→ **AUSGANGSTEXT**:
....

Das Auslandskapital hat einen neuen Markt entdeckt: die Österreicher bauen in Tirana ein Fünfsternehotel, die Italiener in der nordalbanischen Stadt Shkodra den ersten Supermarkt, der maltesische Multimilliardär Angelo Xuereb will im Süden ein Tourismuszentrum aufbauen, eine slowenische Firma will mit 1,4 Millionen Dollar eine Pepsi-Fabrik auf die Beine stellen. Und auch deutsches Kapital ist dabei: Siemens hat einen Vertrag zum Ausbau des Flughafens von Tirana abgeschlossen.

Albanien ist sogar Europa-Meister. „Um elf Prozent ist das Bruttosozialprodukt 1993 im Vergleich zum Vorjahr angewachsen“, sagt Teodor Misha, Chefredakteur der Albanian Economic Tribune, in seinem Büro, das sich in einem heruntergekommenen Gebäude im Zentrum Tiranas befindet, „verhältnismäßig mehr als in jedem anderen Land der Alten Welt.“ Wenn man jedoch die Produktionsziffern von 1993 auf das Jahr 1990 bezieht, so ist ein Rückgang um über 30 Prozent zu verbuchen. Am schlimmsten steht es um die Industrie. Allein im vergangenen Jahr ist ihre Produktion um weitere zehn Prozent geschrumpft, 1992 war sie um 60 Prozent und 1991 um 37 Prozent zurückgegangen. In allen anderen Bereichen aber sind die Wachstumsraten positiv. Spitzenreiter ist das Baugewerbe mit einem Zuwachs von 31,5 Prozent. Die Landwirtschaft wuchs um 14,4 Prozent. Fast 2.500 Traktoren wurden importiert, vor allem aus China. Zwölf Joint-ventures sind im landwirtschaftlichen Sektor tätig. Trotzdem wird noch auf alte Art und Weise gepflügt, bloß daß statt zwei Ochsen zwei magere Esel ins Joch eingespannt sind. Aber überall wird angebaut. Die Weizenproduktion ist 1993 um 84 Prozent gestiegen, bei Bohnen, Kartoffeln, Gemüse und Früchten sind die Zuwachsraten zweistellig.

....

→ **SCHRIFTLICHE AUFGABE 1**:
Führen Sie sämtliche Bauvorhaben und Projekte ausländischer Kapitalgeber auf, die der Ausgangstext über die albanische Wirtschaft nennt.
→ **SCHRIFTLICHE AUFGABE 2**:
Geben Sie einen Abschnitt aus dem Ausgangstext über die albanische Wirtschaft wortgetreu wieder. Setzen Sie bei den Worten „Das Auslandskapital hat“ ein und enden Sie nach „von Tirana abgeschlossen.“.
Die Einträge werden für die Bearbeitung nicht benötigt.

....

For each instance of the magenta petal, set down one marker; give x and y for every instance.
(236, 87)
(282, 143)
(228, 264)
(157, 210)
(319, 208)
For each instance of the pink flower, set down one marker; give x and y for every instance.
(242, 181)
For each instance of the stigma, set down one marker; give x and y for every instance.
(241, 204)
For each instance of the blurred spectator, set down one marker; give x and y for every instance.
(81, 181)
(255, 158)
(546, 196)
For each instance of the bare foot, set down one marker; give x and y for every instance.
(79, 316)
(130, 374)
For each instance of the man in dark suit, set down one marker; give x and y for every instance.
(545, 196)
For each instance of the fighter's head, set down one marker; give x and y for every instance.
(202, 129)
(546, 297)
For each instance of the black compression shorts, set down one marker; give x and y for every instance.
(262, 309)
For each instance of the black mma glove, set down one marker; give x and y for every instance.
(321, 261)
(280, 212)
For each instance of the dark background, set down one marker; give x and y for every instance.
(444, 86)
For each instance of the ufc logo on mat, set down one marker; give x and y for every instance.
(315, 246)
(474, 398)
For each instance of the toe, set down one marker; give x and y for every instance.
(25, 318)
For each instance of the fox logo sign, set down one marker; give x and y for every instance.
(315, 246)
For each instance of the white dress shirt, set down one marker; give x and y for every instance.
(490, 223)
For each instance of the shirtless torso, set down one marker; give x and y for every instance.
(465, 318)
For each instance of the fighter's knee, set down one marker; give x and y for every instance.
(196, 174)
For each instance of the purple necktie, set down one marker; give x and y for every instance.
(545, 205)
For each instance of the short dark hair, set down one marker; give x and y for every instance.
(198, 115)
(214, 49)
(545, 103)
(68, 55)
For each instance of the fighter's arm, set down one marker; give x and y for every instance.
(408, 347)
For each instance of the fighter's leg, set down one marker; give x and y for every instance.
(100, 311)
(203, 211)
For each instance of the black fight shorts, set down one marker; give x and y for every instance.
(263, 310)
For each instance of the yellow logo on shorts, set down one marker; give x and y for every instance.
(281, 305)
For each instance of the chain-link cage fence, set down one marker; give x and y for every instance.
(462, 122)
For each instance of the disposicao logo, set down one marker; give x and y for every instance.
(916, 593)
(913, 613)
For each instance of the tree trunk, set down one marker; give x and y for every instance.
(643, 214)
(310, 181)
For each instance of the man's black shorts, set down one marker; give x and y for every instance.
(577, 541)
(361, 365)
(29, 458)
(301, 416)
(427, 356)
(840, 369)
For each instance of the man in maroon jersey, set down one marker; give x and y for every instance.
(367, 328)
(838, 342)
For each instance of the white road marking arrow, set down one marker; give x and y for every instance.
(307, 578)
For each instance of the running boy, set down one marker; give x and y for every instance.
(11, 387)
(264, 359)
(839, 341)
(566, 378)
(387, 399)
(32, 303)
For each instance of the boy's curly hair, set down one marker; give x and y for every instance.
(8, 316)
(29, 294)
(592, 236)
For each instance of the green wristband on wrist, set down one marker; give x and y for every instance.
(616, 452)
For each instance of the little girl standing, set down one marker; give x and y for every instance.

....

→ **LÖSUNG 1**:
- ein Fünfsternehotel in Tirana
- der erste Supermarkt in Shkodra
- ein Tourismuszentrum im Süden
- eine Pepsi-Fabrik
- der Ausbau des Flughafens von Tirana

→ **LÖSUNG 2**:
Das Auslandskapital hat einen neuen Markt entdeckt: die Österreicher bauen in Tirana ein Fünfsternehotel, die Italiener in der nordalbanischen Stadt Shkodra den ersten Supermarkt, der maltesische Multimilliardär Angelo Xuereb will im Süden ein Tourismuszentrum aufbauen, eine slowenische Firma will mit 1,4 Millionen Dollar eine Pepsi-Fabrik auf die Beine stellen. Und auch deutsches Kapital ist dabei: Siemens hat einen Vertrag zum Ausbau des Flughafens von Tirana abgeschlossen.